[Source records]

◆ ◆ ◆ ◆ ◆

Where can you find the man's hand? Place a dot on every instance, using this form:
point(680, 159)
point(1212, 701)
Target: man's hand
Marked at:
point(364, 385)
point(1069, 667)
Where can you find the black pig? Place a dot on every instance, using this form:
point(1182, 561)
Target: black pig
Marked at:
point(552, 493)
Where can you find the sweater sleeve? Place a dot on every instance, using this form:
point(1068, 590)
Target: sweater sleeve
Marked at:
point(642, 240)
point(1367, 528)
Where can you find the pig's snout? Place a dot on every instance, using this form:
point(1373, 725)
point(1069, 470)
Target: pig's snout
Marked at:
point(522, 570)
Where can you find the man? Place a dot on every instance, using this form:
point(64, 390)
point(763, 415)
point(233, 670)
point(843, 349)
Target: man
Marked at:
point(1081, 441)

◆ ◆ ◆ ◆ ◆

PROBLEM DETAILS
After reading through the records, retype all of them exactly.

TASK SOLUTION
Where can you find the man's hand? Place a dot on every instance, using this form:
point(680, 159)
point(1212, 701)
Target: man's hand
Marked at:
point(364, 385)
point(1069, 667)
Where can you find the black pig? Place a dot on every instance, using this form:
point(1182, 561)
Target: black pig
Marked at:
point(552, 493)
Where can you find the sweater sleeve? Place a dot on every instance, using this form:
point(1068, 590)
Target: sweater sleeve
Marked at:
point(642, 240)
point(1367, 528)
Where can you find the pig's snout? Place a dot on every instance, using this form:
point(1373, 725)
point(1069, 470)
Target: pig's snout
Marked at:
point(522, 570)
Where can you find the man? Place a dot on every instance, using this form:
point(64, 390)
point(763, 415)
point(233, 670)
point(843, 349)
Target: man
Marked at:
point(1081, 441)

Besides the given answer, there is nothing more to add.